## What you need to do
1. Write out the part of the forum thread about Zeni Geva starting with "I have been" and going on through "some *High Rise*.".
2. Write what comes next in the forum thread about Zeni Geva, picking up after its last line.

## Selected passage
======

# les ralizes dénudés and zeni geva



## deprofundis (Apr 25, 2014)

I have been a* zeni geva *fan for a long time now there early pre freedoom bondage album, especially there first cass album vast impotenz and live on suicide and of course there how to kill Lp.I dont consider them metal at all but heavy prog whit a sip of hardcore and doom genra.

Another band i like is *les ralize denudés *good japanese prog band only thing very hard and expensive for bootleg only (crap).In the same vain i like some *High Rise*.

Am i the only one here that like these bands ??


----------



## Morimur (Jan 23, 2014)

deprofundis said:


> am i the only one here that like these bands ??


*YES.*xxxxxxxxxxxxxxxx


----------



## joen_cph (Jan 17, 2010)

Thanks for a glimpse into an unknown world .


----------



## norman bates (Aug 18, 2010)

======

Records from a data collection
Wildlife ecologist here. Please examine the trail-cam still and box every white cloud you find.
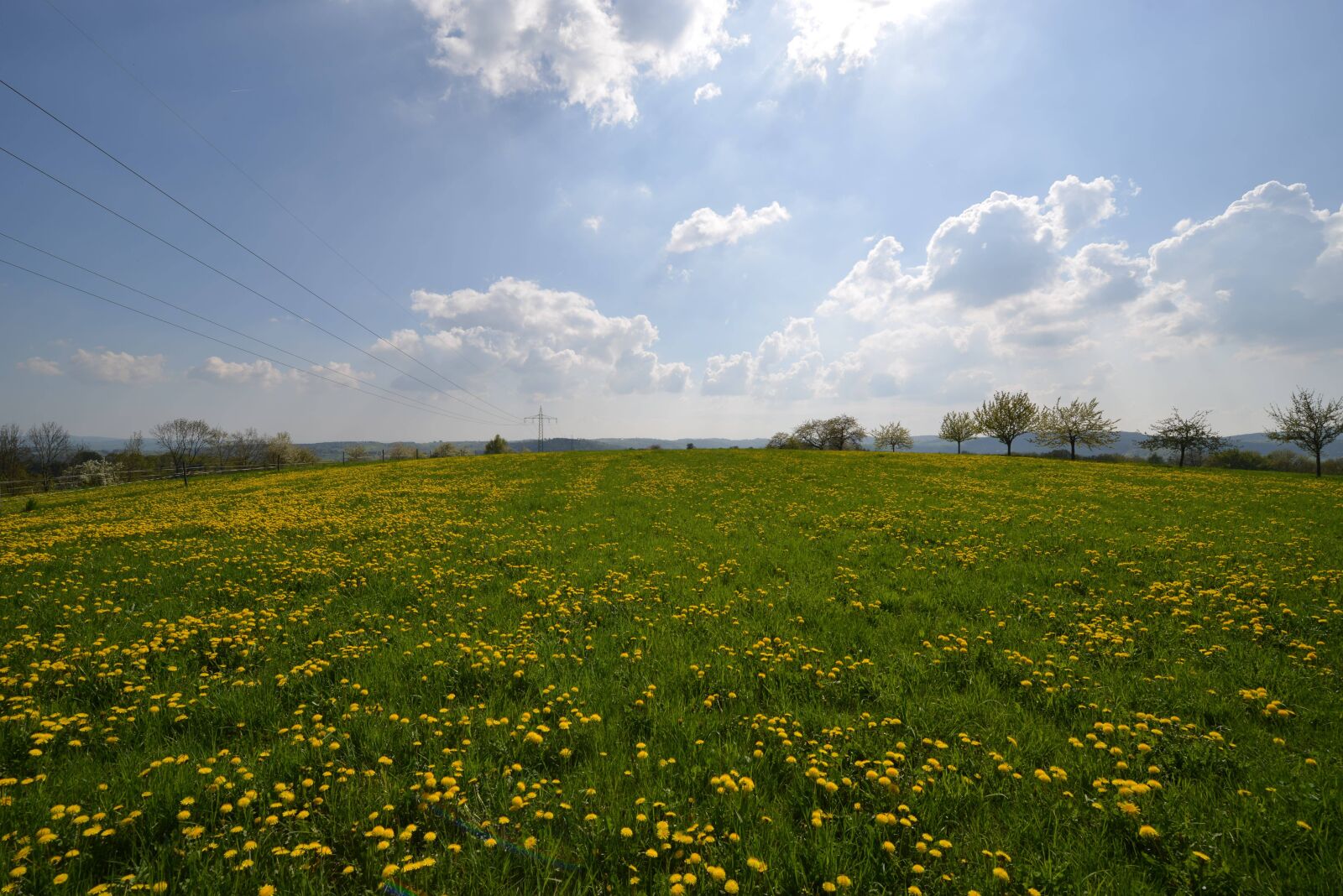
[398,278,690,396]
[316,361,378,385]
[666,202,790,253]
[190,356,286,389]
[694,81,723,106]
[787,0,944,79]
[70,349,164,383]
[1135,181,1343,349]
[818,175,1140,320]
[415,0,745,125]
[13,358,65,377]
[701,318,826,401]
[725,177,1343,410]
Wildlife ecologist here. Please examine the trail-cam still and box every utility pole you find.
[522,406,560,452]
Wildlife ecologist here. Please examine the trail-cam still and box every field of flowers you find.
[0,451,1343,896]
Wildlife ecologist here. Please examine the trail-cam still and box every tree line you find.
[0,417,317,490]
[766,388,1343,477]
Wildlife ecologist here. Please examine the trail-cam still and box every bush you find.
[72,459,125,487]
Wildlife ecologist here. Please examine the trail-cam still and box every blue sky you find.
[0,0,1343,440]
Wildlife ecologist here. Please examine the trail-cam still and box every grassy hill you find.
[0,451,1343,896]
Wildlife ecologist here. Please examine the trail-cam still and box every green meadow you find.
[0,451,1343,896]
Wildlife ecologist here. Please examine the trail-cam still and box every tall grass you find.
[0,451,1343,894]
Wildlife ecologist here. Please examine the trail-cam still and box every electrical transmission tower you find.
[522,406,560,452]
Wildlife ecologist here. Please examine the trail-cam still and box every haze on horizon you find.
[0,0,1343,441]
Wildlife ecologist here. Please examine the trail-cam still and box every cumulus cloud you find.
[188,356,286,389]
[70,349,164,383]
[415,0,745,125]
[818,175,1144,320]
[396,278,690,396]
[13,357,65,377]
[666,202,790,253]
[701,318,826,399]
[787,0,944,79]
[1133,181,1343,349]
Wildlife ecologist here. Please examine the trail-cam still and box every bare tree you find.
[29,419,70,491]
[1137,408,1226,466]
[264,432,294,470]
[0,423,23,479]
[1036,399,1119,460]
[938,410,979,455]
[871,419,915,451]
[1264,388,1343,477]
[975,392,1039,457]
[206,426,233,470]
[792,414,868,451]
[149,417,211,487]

======

## Results by task
1.
I have been a* zeni geva *fan for a long time now there early pre freedoom bondage album, especially there first cass album vast impotenz and live on suicide and of course there how to kill Lp.I dont consider them metal at all but heavy prog whit a sip of hardcore and doom genra.

Another band i like is *les ralize denudés *good japanese prog band only thing very hard and expensive for bootleg only (crap).In the same vain i like some *High Rise*.

2.
deprofundis said:


> Another band i like is *les ralize denudés *good japanese prog band


are you sure you know and like them? Because they are so incredibly far from being a prog rock band. They are something like the japanese Velvet underground but more punk. They are prog like the King Crimson are reggae.


----------



## deprofundis (Apr 25, 2014)

yes norman bates i'm aware they are part of the so call noise-rock scene, but there kinda proggy zeni geva is jazzy math rockish got some synth in it sometime sound like a blend of prog noise-rock and punk to be more clear, les ralizé denudé bring in mind tago mago era can(well kinda) german prog.And of course High rise has prog in it try to hear the song sadduceen faith excellent song by the way long and whit variation.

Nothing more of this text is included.